§ Passage
- - -

Not long after, John started working with a young man named Joe. His parents had immigrated from China to the United States before he was born. As he and John talked, Joe shared a little bit about his family and specifically mentioned they’re association with Chinese adoptions. In 2000, Joe’s parents had adopted a little girl from China, but their connection with Chinese adoption ran much deeper than just that event. Seven years before they adopted their daughter, in the winter of 1993, Joe’s parents had the opportunity to return to China. During that trip, they visited an orphanage near Shanghai. They’re hearts were touched by the overwhelming number of children in need of loving homes and they felt compelled to establish an adoption agency in the US to help facilitate Chinese adoptions. In 1994, they founded Living Hope Adoption Agency and made their goal “to provide homes for these children with a level of care and compassion that exceeded normal expectations and to bring American parents and Chinese children together to become ‘forever families’.”

- - -

§ Requirement a
Copy the adoption passage in full, word for word.
The adoption passage and the listing that follows it come from separate, unrelated sources.

- - -

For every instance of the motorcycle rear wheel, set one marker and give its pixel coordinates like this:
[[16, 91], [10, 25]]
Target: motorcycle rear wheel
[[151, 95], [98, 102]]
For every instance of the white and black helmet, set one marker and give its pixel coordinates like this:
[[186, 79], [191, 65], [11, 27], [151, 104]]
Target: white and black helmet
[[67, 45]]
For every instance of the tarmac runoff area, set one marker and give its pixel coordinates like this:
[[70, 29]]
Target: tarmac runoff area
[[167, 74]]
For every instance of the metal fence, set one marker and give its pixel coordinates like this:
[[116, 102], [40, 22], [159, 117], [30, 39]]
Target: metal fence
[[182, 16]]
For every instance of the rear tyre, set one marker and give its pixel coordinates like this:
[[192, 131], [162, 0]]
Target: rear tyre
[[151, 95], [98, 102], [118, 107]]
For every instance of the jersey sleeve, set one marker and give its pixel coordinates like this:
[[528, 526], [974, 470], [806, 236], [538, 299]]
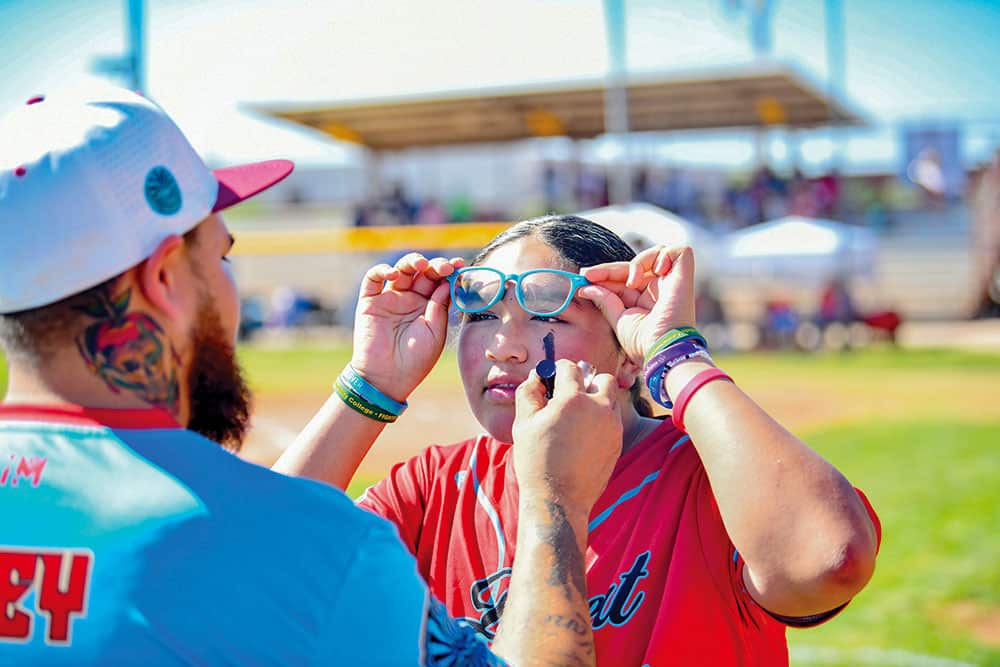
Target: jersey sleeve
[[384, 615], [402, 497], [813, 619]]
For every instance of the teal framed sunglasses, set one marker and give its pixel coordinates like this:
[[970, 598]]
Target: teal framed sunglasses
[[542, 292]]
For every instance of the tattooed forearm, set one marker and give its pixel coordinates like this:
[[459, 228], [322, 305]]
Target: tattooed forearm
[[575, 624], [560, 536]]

- - -

§ Requirement b
Write down the lines of the listing from its first line through the line containing "[[182, 16]]", both included, and nothing else.

§ Task solution a
Not long after, John started working with a young man named Joe. His parents had immigrated from China to the United States before he was born. As he and John talked, Joe shared a little bit about his family and specifically mentioned they’re association with Chinese adoptions. In 2000, Joe’s parents had adopted a little girl from China, but their connection with Chinese adoption ran much deeper than just that event. Seven years before they adopted their daughter, in the winter of 1993, Joe’s parents had the opportunity to return to China. During that trip, they visited an orphanage near Shanghai. They’re hearts were touched by the overwhelming number of children in need of loving homes and they felt compelled to establish an adoption agency in the US to help facilitate Chinese adoptions. In 1994, they founded Living Hope Adoption Agency and made their goal “to provide homes for these children with a level of care and compassion that exceeded normal expectations and to bring American parents and Chinese children together to become ‘forever families’.”

§ Task solution b
For every instance of the motorcycle rear wheel, set one marker and give its pixel coordinates like this:
[[16, 91], [10, 25]]
Target: motorcycle rear wheel
[[151, 95], [98, 102]]
For every instance of the white and black helmet, set one marker and give its pixel coordinates like this:
[[186, 79], [191, 65], [11, 27], [151, 104]]
Target: white and black helmet
[[67, 45]]
For every instance of the tarmac runoff area, set one marker and give its pixel coordinates like this:
[[70, 29]]
Target: tarmac runoff area
[[167, 74]]
For every instance of the metal fence, set one marker and give its pixel coordinates like this:
[[116, 102], [40, 22], [159, 117], [30, 39]]
Target: metal fence
[[182, 16]]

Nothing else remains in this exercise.